_EXERCISE DESCRIPTION_
In the blog post below, what did the author conclude Emma was seeking, even though she called it "emotional support"?

[TEXT BLOCK Boundary: Start]

Emma the Ex Friend, Part 2 (I Won’t Play the Codependent or Rescuer Anymore – Some Life Lessons Learned)
January 27, 2022
All names have been changed below.
I have also omitted or changed identifying details as much as possible so as to keep people’s identities anonymous.
Point 1 (Intro)
This post will stand to correct some of the false comments made to or about me by the crackpot, who calls herself “Donna Hazel,” (🤡) that visited this blog about two months ago, who has no understanding of what transpired between myself and my ex friend “Emma” (not her real name) over a several year period
((Link): Re the Crackpot Part 1 and (Link): Re the Crackpot Part 2),
and also to correct some of what Emma told me – some of which I briefly covered in this previous post, (Link): “Emma Responds“
Emma did not want “emotional support” from me, though she framed it that way to me. As time went by, it became apparent to me that she was seeking pity and validation for her victim mentality.
“Emotional support” is not the same thing as pity. Enabling someone in their victimhood mentality is not healthy for that person.

[TEXT BLOCK Boundary: End]
[DATA SUPPLIED Boundary: Start]

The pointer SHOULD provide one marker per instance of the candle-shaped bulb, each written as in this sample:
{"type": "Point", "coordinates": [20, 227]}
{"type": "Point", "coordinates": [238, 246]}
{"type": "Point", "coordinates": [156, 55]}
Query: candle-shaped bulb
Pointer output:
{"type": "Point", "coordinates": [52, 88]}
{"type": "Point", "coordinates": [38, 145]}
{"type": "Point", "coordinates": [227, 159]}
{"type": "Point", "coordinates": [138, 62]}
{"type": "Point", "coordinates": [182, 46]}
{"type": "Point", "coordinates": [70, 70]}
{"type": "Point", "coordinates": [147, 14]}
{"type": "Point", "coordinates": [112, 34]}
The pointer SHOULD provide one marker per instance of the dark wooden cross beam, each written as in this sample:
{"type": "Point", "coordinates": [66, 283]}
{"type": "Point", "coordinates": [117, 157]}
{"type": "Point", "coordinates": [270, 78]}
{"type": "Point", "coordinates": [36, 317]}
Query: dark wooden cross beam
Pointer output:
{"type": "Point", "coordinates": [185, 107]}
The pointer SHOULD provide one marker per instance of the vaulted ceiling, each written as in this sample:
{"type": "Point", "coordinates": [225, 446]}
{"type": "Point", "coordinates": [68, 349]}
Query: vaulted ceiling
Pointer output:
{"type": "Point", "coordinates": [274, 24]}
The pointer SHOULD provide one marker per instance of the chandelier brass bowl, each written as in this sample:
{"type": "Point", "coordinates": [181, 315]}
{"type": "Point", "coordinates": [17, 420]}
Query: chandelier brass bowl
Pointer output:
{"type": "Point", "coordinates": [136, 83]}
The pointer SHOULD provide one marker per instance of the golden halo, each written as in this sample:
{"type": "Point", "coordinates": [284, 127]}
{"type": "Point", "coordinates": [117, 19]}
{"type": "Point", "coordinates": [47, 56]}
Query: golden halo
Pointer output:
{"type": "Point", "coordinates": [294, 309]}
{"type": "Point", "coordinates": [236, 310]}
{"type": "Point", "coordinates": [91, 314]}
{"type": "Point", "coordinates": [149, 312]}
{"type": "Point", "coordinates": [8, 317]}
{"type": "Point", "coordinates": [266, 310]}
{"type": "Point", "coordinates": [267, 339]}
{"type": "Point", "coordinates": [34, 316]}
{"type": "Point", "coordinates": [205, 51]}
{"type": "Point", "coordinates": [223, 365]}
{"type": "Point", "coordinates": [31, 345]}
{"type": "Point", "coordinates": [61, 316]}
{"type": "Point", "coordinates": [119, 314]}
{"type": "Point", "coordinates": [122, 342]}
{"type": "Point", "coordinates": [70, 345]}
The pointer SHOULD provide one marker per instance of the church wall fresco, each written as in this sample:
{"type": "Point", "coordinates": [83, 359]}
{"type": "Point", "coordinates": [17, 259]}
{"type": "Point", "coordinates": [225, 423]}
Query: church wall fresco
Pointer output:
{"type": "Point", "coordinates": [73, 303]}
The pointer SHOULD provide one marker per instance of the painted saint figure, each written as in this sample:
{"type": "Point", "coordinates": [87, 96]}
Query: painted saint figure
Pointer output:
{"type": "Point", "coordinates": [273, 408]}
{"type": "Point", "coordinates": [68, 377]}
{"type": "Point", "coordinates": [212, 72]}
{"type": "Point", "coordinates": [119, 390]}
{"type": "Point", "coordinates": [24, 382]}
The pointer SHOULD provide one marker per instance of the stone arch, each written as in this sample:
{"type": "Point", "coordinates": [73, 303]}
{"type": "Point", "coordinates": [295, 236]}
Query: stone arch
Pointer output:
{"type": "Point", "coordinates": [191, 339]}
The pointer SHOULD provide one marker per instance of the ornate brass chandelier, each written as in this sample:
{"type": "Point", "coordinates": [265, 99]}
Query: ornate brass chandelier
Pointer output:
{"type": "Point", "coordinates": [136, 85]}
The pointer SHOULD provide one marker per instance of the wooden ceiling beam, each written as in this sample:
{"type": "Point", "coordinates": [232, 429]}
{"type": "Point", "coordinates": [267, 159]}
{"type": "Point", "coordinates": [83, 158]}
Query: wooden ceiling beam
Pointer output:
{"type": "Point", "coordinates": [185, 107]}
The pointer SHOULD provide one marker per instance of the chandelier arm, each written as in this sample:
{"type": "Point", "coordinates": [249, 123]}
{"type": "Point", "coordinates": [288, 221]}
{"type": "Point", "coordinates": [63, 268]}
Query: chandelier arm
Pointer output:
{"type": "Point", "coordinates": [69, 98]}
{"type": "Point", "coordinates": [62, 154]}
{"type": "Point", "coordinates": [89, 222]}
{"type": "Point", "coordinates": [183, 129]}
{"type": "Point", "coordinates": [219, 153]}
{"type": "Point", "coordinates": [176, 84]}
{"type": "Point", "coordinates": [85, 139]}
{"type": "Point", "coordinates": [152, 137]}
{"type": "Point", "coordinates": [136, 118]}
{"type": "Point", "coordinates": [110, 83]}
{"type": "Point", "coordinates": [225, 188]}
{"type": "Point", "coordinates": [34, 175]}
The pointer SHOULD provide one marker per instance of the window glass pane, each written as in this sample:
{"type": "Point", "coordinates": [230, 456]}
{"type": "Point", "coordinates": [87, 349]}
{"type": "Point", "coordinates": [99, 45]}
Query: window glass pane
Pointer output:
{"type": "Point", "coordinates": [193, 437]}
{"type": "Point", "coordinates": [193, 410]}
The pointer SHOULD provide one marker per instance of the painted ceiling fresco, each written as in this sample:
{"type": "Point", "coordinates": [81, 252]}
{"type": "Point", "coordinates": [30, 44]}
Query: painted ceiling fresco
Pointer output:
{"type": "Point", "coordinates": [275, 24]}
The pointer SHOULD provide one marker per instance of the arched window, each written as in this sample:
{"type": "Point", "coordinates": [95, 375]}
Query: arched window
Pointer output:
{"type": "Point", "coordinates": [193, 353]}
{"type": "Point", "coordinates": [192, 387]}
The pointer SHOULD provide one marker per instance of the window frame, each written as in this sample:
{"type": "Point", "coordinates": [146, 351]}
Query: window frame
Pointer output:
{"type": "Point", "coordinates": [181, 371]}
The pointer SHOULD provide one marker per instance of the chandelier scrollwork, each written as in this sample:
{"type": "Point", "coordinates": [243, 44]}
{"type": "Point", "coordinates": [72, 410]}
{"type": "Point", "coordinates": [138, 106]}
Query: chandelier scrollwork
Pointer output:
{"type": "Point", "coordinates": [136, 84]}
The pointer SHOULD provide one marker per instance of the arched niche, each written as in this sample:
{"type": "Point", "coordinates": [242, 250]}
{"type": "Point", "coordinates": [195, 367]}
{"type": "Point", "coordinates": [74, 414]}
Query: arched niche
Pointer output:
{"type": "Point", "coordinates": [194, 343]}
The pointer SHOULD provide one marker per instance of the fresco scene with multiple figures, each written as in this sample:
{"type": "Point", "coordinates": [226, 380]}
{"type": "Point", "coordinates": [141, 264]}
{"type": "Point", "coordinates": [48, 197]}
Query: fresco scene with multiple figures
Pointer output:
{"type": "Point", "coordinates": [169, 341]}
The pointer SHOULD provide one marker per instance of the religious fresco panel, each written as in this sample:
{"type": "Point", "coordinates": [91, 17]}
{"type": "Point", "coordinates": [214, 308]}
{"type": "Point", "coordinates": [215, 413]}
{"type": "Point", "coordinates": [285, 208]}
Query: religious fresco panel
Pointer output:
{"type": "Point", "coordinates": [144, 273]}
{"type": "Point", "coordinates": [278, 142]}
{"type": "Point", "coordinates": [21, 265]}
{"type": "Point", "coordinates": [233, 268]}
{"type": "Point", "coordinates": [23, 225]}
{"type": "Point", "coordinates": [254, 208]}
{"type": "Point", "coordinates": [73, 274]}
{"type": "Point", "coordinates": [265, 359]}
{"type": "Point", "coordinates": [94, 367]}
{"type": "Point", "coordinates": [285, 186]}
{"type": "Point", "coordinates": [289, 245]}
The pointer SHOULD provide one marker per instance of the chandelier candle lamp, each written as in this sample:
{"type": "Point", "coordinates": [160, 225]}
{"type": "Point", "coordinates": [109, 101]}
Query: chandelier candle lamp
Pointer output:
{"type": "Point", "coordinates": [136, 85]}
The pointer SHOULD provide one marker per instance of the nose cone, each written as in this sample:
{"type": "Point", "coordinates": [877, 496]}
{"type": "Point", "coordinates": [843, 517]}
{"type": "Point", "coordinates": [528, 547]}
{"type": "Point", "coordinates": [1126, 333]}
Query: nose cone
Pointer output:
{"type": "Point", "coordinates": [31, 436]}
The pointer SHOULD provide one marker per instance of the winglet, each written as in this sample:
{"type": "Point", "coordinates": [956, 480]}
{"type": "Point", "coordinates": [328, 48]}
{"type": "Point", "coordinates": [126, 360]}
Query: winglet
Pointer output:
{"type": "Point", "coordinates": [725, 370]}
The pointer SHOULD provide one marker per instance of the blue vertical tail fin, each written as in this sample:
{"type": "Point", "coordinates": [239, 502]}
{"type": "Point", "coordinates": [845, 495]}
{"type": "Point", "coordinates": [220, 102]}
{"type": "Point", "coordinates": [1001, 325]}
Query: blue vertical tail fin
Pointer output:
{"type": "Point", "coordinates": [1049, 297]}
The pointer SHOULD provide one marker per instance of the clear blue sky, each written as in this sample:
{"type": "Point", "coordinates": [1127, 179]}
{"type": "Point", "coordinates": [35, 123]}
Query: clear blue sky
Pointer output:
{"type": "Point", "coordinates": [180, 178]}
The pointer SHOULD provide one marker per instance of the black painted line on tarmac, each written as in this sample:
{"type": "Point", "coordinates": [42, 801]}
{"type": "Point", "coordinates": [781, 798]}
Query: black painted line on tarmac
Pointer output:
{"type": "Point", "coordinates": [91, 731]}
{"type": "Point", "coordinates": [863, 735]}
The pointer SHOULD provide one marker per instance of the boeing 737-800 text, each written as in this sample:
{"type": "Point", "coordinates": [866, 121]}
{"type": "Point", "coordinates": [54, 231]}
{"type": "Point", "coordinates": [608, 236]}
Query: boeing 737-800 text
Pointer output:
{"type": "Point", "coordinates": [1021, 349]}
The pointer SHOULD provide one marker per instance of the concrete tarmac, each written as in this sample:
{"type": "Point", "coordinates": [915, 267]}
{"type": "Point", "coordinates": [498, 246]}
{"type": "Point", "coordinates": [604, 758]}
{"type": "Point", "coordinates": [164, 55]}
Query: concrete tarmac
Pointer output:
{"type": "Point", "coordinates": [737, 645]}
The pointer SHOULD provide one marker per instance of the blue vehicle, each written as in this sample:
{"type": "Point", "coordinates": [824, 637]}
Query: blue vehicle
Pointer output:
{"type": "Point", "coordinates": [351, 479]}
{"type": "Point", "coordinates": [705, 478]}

[DATA SUPPLIED Boundary: End]

_ANSWER FOR THE TASK_
Pity and validation for her victim mentality.